-- CONSIGNE --
Recopiez sans rien changer le passage de l'extrait sur la Pologne qui commence à "La Pologne, dans" et se termine à "et de mort.".

-- EXTRAIT CHOISI --
★ ★ ★ ★ ★

LE GOUVERNEMENT DE POLOGNE,

ET SUR SA RÉFORMATION PROJETÉE EN AVRIL 1772.

NOTICE PRÉLIMINAIRE.

Les événements et les circonstances politiques qui se rattachent à l'ouvrage qu'on va lire sont tellement connus, ou il est si facile de s'en instruire à fond dans plusieurs ouvrages généralement estimés, que nous pouvons n'en rappeler ici que précisément ce qui est nécessaire à l'intelligence parfaite du texte de notre auteur. Ce but sera suffisamment atteint par un tableau très abrégé de l'état des choses en Pologne à l'époque où Rousseau écrivoit, et par un précis non moins succinct des événements antérieurs dont cet état de choses étoit l'effet. Quelques courtes notes dans le cours de l'ouvrage compléteront les éclaircissements, s'ils sont nécessaires.

La Pologne, dans sa division la plus générale, en grande, petite Pologne et duché de Lithuanie, contenoit en trente-trois provinces ou palatinats un peu plus de huit millions d'habitants. Cette population étoit régie souverainement par environ cent mille nobles, un roi électif et un sénat perpétuel. Les habitants des villes, ne pouvant posséder que des maisons dans les villes mêmes, et des fonds de terre à une lieue aux environs, n'étoient comptés dans l'ordre politique que pour en supporter toutes les charges; le commerce et le peu d'industrie que le pays pouvoit comporter étoit entre les mains des juifs et des étrangers, et les paysans attachés à la glèbe étoient la propriété de leurs seigneurs, au pouvoir desquels rien ne pouvoit les soustraire, et qui avoient sur eux droit de vie et de mort.

On distinguoit parmi les nobles les palatins ou gouverneurs des provinces, les castellans ou commandants des châteaux et des villes, considérés comme les lieutenants des palatins, et les starostes ou possesseurs des starosties, vastes domaines qui leur étoient accordés à vie avec ou sans juridiction sur les terres qui en dépendoient. Ces palatinats, castellanies et starosties, et beaucoup d'autres tenutes et bénéfices de même espèce, étoient à la nomination du roi. Comme aucuns appointements ou gages n'étoient attachés aux charges et fonc

tions publiques, ces concessions étoient les récompenses naturelles des services rendus à la patrie, et étoient appelées pour cela panis bene meritorum, dont le roi étoit le distributeur. Mais à la mort de chaque possesseur, le bénéfice concédé rentroit dans les mains du roi, qui étoit tenu de faire sur-le-champ une nomination nouvelle; et c'étoit en cela que le régime polonois différoit essentiellement du régime féodal.

★ ★ ★ ★ ★

Relevés de placement de points
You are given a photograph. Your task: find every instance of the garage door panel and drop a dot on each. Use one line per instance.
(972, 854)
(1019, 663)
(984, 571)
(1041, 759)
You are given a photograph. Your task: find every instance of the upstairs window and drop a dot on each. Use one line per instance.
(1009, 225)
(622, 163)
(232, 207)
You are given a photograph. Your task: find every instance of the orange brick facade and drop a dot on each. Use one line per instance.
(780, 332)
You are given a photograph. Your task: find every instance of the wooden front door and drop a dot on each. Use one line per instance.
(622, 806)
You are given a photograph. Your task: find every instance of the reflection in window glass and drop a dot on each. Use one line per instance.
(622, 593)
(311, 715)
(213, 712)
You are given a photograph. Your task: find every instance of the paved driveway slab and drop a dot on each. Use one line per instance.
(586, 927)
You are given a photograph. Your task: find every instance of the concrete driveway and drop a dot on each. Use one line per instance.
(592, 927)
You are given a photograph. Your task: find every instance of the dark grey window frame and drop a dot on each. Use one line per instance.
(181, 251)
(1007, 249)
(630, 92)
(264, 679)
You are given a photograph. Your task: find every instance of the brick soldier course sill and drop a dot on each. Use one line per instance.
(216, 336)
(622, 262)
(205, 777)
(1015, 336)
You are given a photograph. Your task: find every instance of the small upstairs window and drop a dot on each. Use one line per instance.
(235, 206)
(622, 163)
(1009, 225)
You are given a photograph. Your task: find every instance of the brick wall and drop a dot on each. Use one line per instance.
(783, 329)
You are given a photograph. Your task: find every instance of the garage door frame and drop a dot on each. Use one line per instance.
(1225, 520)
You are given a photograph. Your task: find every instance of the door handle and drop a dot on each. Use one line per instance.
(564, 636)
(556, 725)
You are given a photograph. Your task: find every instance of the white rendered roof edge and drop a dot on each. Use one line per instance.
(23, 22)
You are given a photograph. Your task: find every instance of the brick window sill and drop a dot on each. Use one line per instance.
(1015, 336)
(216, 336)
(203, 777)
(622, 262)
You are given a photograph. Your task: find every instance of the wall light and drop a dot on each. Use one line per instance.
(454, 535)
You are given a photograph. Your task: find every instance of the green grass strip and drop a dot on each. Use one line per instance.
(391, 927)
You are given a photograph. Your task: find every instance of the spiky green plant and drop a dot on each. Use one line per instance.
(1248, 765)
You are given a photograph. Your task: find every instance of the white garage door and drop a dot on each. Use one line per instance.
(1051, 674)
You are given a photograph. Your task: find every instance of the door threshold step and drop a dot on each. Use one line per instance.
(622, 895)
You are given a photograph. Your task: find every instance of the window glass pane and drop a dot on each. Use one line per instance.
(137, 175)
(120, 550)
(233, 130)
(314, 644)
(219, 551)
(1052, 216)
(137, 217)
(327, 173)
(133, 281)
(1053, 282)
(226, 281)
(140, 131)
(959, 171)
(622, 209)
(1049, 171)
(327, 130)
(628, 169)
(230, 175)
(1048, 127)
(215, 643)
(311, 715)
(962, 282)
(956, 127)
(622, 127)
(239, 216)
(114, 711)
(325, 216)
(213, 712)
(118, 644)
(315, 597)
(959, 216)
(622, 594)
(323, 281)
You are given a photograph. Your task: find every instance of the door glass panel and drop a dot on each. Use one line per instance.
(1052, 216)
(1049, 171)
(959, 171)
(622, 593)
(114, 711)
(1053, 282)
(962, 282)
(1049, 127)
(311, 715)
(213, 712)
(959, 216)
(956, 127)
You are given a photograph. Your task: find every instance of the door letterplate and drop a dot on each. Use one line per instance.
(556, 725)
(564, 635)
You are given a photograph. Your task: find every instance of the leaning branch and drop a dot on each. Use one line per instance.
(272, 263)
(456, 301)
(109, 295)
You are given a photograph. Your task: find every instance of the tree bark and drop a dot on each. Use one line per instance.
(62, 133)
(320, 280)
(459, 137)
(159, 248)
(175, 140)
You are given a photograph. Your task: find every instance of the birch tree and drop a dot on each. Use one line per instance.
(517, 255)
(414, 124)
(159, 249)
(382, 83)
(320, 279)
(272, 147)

★ ★ ★ ★ ★

-- RÉPONSE RÉDIGÉE --
La Pologne, dans sa division la plus générale, en grande, petite Pologne et duché de Lithuanie, contenoit en trente-trois provinces ou palatinats un peu plus de huit millions d'habitants. Cette population étoit régie souverainement par environ cent mille nobles, un roi électif et un sénat perpétuel. Les habitants des villes, ne pouvant posséder que des maisons dans les villes mêmes, et des fonds de terre à une lieue aux environs, n'étoient comptés dans l'ordre politique que pour en supporter toutes les charges; le commerce et le peu d'industrie que le pays pouvoit comporter étoit entre les mains des juifs et des étrangers, et les paysans attachés à la glèbe étoient la propriété de leurs seigneurs, au pouvoir desquels rien ne pouvoit les soustraire, et qui avoient sur eux droit de vie et de mort.